* [EXTRACT PROVIDED]
....

The 14 source tables are organised into 6 business domains, each stored in its own subfolder inside Data/. The domain prefix is carried through all three warehouse layers as part of the naming convention.

Domain	Prefix	Business Area	Tables
After-Sales Service	`AS2`	Complaints, Returns, Service Centres	`complaints`, `returns`, `service_centers`
Customer Relationship	`CRM`	Customers, Reviews	`customers`, `product_reviews`
Finance & Payments	`FIP`	Payments, GST, EMI	`financial_transactions`
Human Resources & Marketing	`HRM`	Products, Employees, Campaigns	`products`, `employees`, `campaigns`
Supply Chain & Inventory	`SCI`	Warehouses, Suppliers, Inventory	`warehouses`, `suppliers`, `inventory`
Sales & Distribution	`SND`	Dealers, Sales Transactions	`dealers`, `sales_transactions`

5. 📊 Dataset Overview

All data is synthetically generated using the custom Python pipeline in the Data Generation/ folder. It simulates Samsung India's real-world business operations across 2022–2025.

#	Table	Domain	Format	Approx. Rows	Description
1	`products`	HRM	JSON / CSV	2,000	Samsung India product catalogue
2	`warehouses`	SCI	JSON / CSV	25	National warehouse master
3	`service_centers`	AS2	JSON / CSV	1,200	Authorised service centres
4	`customers`	CRM	CSV	200,000	Registered customer master
5	`dealers`	SND	CSV	10,000	Retail dealer and partner master
6	`suppliers`	SCI	CSV	500	Component and logistics suppliers
7	`campaigns`	HRM	XLSX / CSV	1,000	Marketing campaign master
8	`employees`	HRM	XLSX / CSV	15,000	Employee HR master
9	`inventory`	SCI	XLSX / CSV	100,000	Daily inventory snapshots
10	`sales_transactions`	SND	CSV	750,000	Primary sales fact table
11	`complaints`	AS2	CSV	200,000	After-sales complaint cases
12	`returns`	AS2	XLSX / CSV	~77,250	Product returns (+3% duplicates)
13	`financial_transactions`	FIP	CSV	~663,000	Payment ledger (+2% duplicates)
14	`product_reviews`	CRM	CSV	50,000	Customer product ratings

Total: ~2,070,000 rows across 14 tables spanning 6 business domains and 4 years (2022–2025)

The raw data intentionally contains real-world data quality issues — mixed date formats, null values, duplicate rows, casing errors, and invalid values — to make the Silver layer cleaning pipeline meaningful and realistic.

6. 🛠️ Tech Stack

Tool / Technology	Version	Purpose
Python	3.10+	Data generation, pipeline orchestration, data cleaning
PostgreSQL	14+	Data warehouse database engine
Pandas	2.0+	DataFrame manipulation and CSV I/O
NumPy	1.24+	Vectorised data generation
openpyxl	3.1+	Reading and writing XLSX files
psycopg2	2.9+	PostgreSQL connection from Python
SQLAlchemy	2.0+	ORM and database connection pooling
SQL	PostgreSQL dialect	DDL, stored procedures, helper functions
Power BI	Latest	Dashboard and reporting (Gold layer consumer)

....

* [RECORD EXTRACTS]
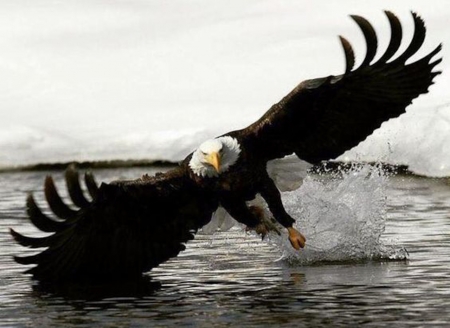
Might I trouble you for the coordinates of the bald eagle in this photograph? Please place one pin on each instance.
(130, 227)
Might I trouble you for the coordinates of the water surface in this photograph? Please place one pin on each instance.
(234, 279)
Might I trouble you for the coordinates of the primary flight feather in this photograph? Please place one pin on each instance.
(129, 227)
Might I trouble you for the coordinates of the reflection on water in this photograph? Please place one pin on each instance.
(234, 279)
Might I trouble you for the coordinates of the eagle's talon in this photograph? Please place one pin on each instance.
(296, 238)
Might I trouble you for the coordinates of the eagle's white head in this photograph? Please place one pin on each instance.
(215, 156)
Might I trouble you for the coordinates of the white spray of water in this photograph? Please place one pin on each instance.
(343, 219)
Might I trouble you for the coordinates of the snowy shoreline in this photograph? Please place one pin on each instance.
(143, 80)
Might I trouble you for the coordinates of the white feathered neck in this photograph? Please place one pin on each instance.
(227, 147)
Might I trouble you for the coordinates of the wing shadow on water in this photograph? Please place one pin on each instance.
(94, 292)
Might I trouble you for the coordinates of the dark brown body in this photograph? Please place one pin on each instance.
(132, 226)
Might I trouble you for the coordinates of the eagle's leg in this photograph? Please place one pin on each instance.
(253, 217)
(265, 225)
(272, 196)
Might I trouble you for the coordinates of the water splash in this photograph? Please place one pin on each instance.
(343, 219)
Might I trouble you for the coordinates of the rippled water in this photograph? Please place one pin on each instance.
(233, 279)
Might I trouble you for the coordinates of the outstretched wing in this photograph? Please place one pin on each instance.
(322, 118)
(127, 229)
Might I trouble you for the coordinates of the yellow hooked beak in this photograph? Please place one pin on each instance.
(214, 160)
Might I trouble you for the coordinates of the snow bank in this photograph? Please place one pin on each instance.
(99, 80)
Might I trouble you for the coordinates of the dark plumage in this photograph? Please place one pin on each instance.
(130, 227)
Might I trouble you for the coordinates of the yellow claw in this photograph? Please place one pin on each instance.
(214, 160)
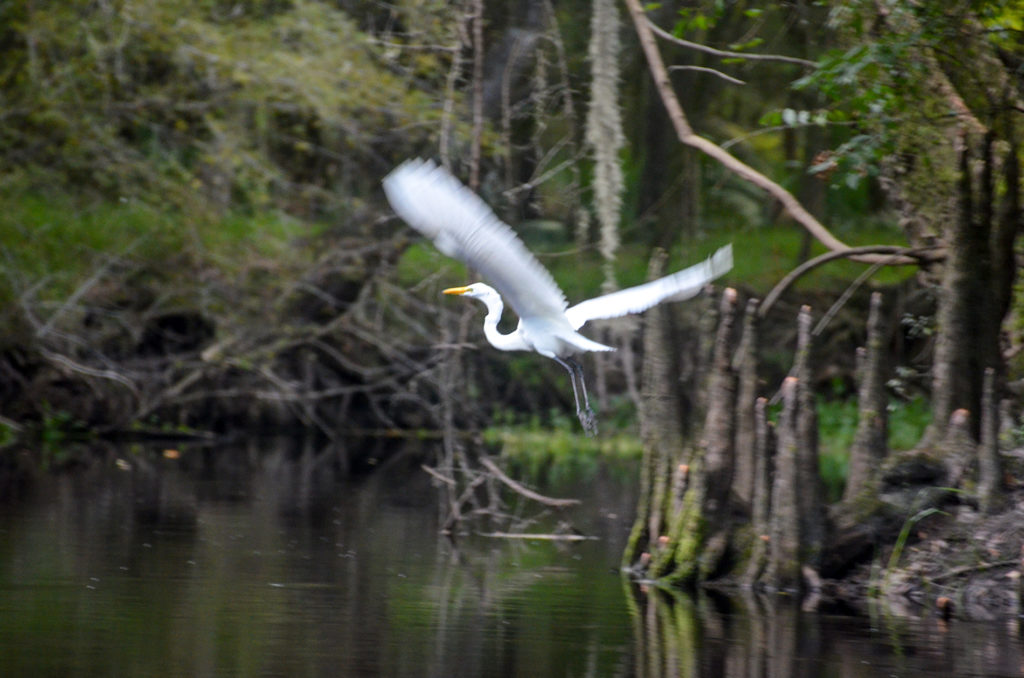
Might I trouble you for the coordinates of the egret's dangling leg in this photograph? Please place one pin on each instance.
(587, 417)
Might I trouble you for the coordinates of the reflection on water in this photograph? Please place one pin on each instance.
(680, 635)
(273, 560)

....

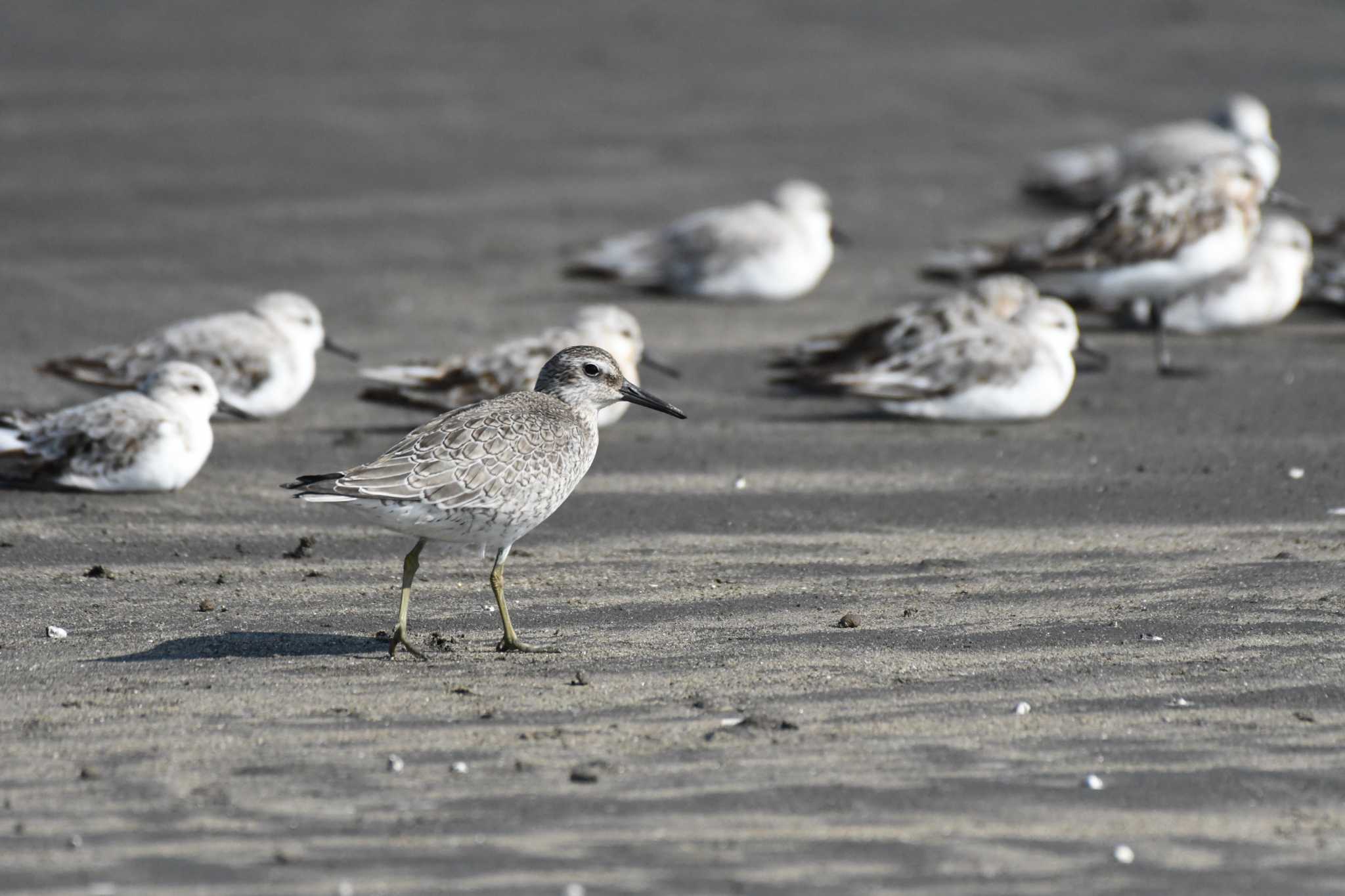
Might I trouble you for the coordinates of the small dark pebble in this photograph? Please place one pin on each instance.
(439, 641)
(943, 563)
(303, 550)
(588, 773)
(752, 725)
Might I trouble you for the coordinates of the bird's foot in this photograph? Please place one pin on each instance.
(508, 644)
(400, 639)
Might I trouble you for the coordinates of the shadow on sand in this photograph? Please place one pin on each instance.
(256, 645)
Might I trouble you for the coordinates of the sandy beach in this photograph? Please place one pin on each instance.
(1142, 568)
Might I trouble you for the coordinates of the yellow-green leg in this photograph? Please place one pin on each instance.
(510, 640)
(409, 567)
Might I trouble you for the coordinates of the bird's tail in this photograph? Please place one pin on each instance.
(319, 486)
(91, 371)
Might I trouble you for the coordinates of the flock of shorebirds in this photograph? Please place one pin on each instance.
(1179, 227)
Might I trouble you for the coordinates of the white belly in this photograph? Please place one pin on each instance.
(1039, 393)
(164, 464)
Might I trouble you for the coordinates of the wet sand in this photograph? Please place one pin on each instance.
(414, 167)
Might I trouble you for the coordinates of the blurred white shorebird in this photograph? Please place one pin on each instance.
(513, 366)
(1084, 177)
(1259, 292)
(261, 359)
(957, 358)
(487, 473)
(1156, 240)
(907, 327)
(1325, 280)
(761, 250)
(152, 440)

....

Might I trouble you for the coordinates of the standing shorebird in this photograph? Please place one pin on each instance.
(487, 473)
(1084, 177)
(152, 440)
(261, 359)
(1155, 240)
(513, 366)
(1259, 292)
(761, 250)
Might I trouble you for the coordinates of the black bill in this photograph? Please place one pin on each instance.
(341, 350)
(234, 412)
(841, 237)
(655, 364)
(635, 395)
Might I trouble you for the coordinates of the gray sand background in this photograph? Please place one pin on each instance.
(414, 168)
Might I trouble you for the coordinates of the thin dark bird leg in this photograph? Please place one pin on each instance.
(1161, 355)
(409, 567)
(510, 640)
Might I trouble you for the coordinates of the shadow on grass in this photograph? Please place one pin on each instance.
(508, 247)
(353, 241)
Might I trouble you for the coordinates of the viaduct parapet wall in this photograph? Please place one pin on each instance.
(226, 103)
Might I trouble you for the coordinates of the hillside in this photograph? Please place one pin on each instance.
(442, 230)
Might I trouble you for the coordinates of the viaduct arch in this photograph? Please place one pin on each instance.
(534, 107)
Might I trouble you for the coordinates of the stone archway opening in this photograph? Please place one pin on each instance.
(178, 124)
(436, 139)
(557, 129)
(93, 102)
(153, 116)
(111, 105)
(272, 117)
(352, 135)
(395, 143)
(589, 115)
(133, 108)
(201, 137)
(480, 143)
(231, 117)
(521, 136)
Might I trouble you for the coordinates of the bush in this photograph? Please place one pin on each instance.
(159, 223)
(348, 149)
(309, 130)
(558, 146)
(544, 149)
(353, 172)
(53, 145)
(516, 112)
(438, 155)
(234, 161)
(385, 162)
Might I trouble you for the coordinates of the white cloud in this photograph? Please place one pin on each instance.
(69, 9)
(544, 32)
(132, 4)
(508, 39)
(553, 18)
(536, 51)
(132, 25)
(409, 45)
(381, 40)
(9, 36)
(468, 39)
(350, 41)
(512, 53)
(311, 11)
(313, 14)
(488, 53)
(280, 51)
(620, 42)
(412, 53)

....

* [TASK SET]
(1) List the real-world data quality issues that the data warehouse overview says the raw data intentionally contains.
(2) Output the passage of the data warehouse overview starting at "6. 🛠️ Tech Stack" and ending at "(Gold layer consumer)", copied word for word.

* [ANSWERS BY TASK]
(1)
- Mixed date formats
- Null values
- Duplicate rows
- Casing errors
- Invalid values

(2)
6. 🛠️ Tech Stack

Tool / Technology	Version	Purpose
Python	3.10+	Data generation, pipeline orchestration, data cleaning
PostgreSQL	14+	Data warehouse database engine
Pandas	2.0+	DataFrame manipulation and CSV I/O
NumPy	1.24+	Vectorised data generation
openpyxl	3.1+	Reading and writing XLSX files
psycopg2	2.9+	PostgreSQL connection from Python
SQLAlchemy	2.0+	ORM and database connection pooling
SQL	PostgreSQL dialect	DDL, stored procedures, helper functions
Power BI	Latest	Dashboard and reporting (Gold layer consumer)